### TO DO:
Convert the material from its first line through the line containing "pixel 862 55", that line included, into a JSON list of strings with one string per line. Omit blank lines and leave out the pictures.

--- start GIVEN DATA ---

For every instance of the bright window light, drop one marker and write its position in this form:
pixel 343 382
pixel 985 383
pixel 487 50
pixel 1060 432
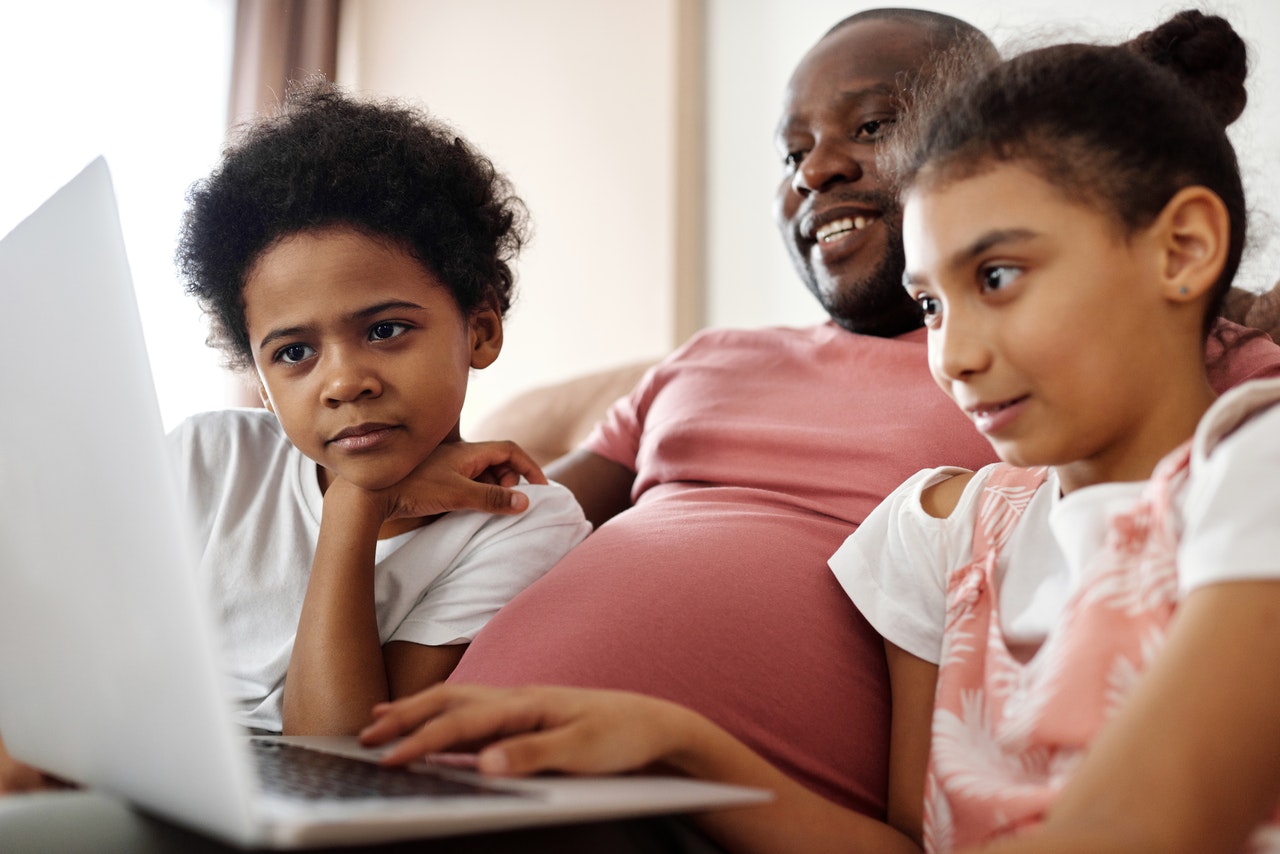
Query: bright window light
pixel 145 83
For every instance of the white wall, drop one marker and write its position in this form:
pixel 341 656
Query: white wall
pixel 754 45
pixel 574 99
pixel 142 82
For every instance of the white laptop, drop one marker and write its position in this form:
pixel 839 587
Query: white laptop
pixel 108 672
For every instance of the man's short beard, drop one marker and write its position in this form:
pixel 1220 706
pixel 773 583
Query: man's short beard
pixel 876 305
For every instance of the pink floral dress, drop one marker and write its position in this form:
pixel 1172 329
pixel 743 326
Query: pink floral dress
pixel 1006 734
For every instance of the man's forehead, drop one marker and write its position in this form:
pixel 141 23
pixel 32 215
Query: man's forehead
pixel 862 55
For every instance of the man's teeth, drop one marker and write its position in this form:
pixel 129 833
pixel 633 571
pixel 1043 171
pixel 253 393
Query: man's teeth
pixel 839 227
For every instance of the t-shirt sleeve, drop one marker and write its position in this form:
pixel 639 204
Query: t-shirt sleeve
pixel 1233 506
pixel 895 565
pixel 1235 354
pixel 504 556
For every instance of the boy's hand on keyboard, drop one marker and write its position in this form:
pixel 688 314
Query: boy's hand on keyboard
pixel 528 730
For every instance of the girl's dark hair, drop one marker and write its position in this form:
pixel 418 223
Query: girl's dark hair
pixel 379 167
pixel 1121 128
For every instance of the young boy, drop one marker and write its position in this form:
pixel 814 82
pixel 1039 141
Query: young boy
pixel 353 257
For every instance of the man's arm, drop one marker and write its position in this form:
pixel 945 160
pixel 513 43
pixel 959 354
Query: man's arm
pixel 602 487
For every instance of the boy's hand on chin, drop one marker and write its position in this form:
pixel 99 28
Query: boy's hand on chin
pixel 465 475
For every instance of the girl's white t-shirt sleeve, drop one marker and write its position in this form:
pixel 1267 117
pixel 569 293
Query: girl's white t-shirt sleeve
pixel 1232 514
pixel 895 565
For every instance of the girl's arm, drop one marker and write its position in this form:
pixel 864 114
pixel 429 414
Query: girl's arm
pixel 528 730
pixel 1189 763
pixel 338 667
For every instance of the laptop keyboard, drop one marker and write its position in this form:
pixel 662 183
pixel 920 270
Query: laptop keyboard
pixel 301 772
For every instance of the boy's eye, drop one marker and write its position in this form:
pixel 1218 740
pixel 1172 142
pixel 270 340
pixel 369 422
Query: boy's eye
pixel 929 306
pixel 293 354
pixel 384 330
pixel 993 278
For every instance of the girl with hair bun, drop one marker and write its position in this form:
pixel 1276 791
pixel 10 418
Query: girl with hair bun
pixel 1082 639
pixel 1097 617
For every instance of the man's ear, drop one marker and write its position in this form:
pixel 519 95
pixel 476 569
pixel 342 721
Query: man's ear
pixel 485 328
pixel 1194 233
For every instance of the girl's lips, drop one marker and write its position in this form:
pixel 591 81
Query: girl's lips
pixel 992 418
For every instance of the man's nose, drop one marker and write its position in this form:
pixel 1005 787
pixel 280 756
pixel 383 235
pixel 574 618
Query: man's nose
pixel 827 163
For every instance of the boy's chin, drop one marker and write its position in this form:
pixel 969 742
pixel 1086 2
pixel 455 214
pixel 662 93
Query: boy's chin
pixel 370 479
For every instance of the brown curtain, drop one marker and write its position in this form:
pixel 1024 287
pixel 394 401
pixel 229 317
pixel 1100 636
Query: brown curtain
pixel 277 41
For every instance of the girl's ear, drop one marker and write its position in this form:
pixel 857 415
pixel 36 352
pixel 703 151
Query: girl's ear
pixel 1194 232
pixel 485 327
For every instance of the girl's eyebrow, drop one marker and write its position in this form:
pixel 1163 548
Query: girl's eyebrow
pixel 362 314
pixel 984 242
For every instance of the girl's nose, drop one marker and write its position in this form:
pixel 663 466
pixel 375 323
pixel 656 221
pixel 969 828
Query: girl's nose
pixel 959 347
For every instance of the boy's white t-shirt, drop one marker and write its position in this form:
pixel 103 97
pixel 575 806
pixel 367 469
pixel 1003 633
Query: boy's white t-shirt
pixel 896 563
pixel 255 507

--- end GIVEN DATA ---

### REPLY TO THE TASK:
[
  "For every instance of the bright window light, drop one marker and write its position in this form:",
  "pixel 343 382",
  "pixel 985 383",
  "pixel 487 50",
  "pixel 1060 432",
  "Query: bright window light",
  "pixel 145 83",
  "For every instance of the white wall, drop one marker and write its position in this form:",
  "pixel 341 656",
  "Query: white wall",
  "pixel 754 45",
  "pixel 574 99",
  "pixel 142 82",
  "For every instance of the white laptop, drop one marker and write its position in this form:",
  "pixel 839 587",
  "Query: white laptop",
  "pixel 108 672",
  "For every instance of the man's short beard, drop one marker and write its position in this form:",
  "pixel 1220 706",
  "pixel 773 583",
  "Query: man's short beard",
  "pixel 876 305",
  "For every instance of the pink floral dress, drop one marker and write its position in this form:",
  "pixel 1172 329",
  "pixel 743 326",
  "Query: pink floral dress",
  "pixel 1006 734",
  "For every instance of the man's forehead, drop one marker and write its position in this form:",
  "pixel 141 23",
  "pixel 32 215",
  "Query: man's forehead",
  "pixel 862 55"
]